Pointing records
————
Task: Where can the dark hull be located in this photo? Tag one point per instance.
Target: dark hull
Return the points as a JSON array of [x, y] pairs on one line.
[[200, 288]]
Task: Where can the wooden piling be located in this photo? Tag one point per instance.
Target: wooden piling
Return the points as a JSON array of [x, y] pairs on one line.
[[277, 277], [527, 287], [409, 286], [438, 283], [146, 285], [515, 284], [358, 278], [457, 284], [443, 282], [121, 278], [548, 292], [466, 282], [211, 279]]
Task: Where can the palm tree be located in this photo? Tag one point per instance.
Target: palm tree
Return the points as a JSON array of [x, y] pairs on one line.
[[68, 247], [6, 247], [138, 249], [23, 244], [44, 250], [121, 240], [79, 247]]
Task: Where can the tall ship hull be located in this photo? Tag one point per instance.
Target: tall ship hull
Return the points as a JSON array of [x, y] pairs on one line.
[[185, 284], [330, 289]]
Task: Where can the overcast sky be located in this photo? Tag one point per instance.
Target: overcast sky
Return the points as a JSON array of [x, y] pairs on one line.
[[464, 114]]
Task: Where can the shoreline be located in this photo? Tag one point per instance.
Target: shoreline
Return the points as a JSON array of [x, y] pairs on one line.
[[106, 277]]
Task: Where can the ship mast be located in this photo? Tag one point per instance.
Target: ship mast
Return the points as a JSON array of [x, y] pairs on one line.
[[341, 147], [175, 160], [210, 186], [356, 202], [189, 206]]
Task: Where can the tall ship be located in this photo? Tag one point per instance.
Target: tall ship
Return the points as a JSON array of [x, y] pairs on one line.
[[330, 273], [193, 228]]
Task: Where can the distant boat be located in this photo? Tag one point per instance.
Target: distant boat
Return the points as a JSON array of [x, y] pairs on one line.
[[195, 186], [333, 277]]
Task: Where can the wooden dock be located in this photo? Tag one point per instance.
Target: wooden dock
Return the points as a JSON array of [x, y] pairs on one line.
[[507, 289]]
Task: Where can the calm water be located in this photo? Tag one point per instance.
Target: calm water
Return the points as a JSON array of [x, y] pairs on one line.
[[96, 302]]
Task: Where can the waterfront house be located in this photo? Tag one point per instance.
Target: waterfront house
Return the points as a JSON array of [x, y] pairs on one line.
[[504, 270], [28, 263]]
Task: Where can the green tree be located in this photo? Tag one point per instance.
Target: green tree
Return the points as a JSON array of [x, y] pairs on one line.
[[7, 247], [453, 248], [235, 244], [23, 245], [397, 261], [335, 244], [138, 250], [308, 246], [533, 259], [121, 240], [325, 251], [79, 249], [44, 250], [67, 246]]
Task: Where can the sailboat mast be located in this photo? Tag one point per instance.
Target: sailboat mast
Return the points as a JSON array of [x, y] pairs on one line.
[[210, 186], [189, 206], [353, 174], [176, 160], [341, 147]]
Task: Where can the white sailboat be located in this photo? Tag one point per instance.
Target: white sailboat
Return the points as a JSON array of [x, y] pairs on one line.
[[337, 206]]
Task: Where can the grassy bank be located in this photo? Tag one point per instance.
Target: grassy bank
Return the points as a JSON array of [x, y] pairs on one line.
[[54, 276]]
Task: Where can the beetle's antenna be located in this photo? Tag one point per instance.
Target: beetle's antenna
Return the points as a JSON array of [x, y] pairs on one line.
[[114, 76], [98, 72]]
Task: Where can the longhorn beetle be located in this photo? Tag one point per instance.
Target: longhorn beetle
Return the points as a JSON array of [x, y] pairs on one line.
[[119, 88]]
————
Reproduce every row above word for word, with each line unchanged and in its original order.

### SOLUTION TO THIS EXERCISE
Task: Where can the dark hull be located in this photo? Tag one point per instance.
Target: dark hull
Return the points as a JSON array of [x, y] pairs on one line.
[[200, 288]]
Task: Where can the wooden piling be located in this photo? Tag one point per instance.
Target: wooden piling
Return the points as a JSON array of [x, y] pairs on one line.
[[277, 277], [527, 287], [409, 286], [438, 283], [146, 285], [515, 284], [358, 278], [457, 284], [443, 282], [121, 278], [548, 292], [466, 282], [211, 279]]
Task: Where can the palm tree be located in this photo? Tag one point per instance.
Target: palm tree
Return the points as a JSON array of [x, y] pairs on one line.
[[68, 247], [6, 247], [138, 249], [23, 244], [44, 250], [121, 240], [79, 247]]
Task: Where can the tall ship hull be located in this photo? Tag one point per instance.
Target: tall ship hull
Return the points as a JSON array of [x, y] pairs on one line.
[[185, 284], [330, 289]]
Task: Where can the overcast sky be located in this photo? Tag one point per instance.
Target: overcast sky
Return the points as a JSON array of [x, y] pairs on one line.
[[464, 114]]
Task: Where can the shoreline be located in this photo? Tag one point per instance.
Target: shoreline
Return the points as a JSON array of [x, y] pairs on one line.
[[106, 277]]
Task: Where can the ship mast be located in this photo? Tag one point per instance.
Target: ship mast
Return the points as a JSON array of [x, y] pairs on one line.
[[341, 147], [175, 160], [210, 186], [356, 202], [189, 206]]
Task: Where can the tall ship be located in this photo? Tag one point per instance.
Target: tall ship
Return the points as a JSON array of [x, y] pairs on one line.
[[330, 273], [193, 228]]
Task: Where can the distant boat be located in this photo? Tag one point per instance.
Target: distant boat
Return the points as a JSON array of [x, y] pairs on one line.
[[195, 186], [333, 277]]
Task: Where can the wooden dock be located in this photo? Tag one point per instance.
Target: wooden dock
Return the points as a JSON array of [x, y] pairs on one line.
[[507, 289]]
Task: Where can the calm water be located in this photo? Tag one point per instance.
Target: calm water
Return the points as a JSON array of [x, y] pairs on one line.
[[96, 302]]
Task: Where can the waterfront house be located in this photo? Tag one point per instance.
Target: waterfront house
Return the points as a JSON array of [x, y] pairs on one line.
[[504, 270], [28, 263]]
Task: Where can the green tree be located in this photo? Tag one point per instance.
Target: green tree
Return the points as a JSON array of [x, y] pairs on one line.
[[7, 247], [453, 248], [235, 244], [23, 245], [397, 261], [335, 244], [138, 250], [308, 246], [533, 259], [121, 240], [325, 251], [79, 249], [44, 250], [67, 246]]
Task: Where can the sailboat mast be located in this photo? Tag one point per instance.
Target: sailboat mast
Return the points as a JSON array of [x, y] pairs on one line.
[[210, 186], [189, 206], [353, 174], [176, 160], [341, 147]]
Task: Where can the white sailboat be located in this photo? Tag one point per instance.
Target: white sailboat
Return the points as a JSON array of [x, y] pairs on one line.
[[337, 206]]
Task: Where can the grassy bank be located in this photo? Tag one point per instance.
Target: grassy bank
Return the points as a JSON array of [x, y] pairs on one line.
[[54, 276]]
Task: Where can the beetle's antenna be located in this photo? Tag one point per instance.
Target: beetle's antenna
Return the points as a JSON array of [x, y] pairs on one line.
[[114, 76], [98, 72]]
Task: Where can the longhorn beetle be located in this photo? Tag one point per instance.
Target: longhorn beetle
Return the points as a JSON array of [x, y] pairs on one line.
[[119, 88]]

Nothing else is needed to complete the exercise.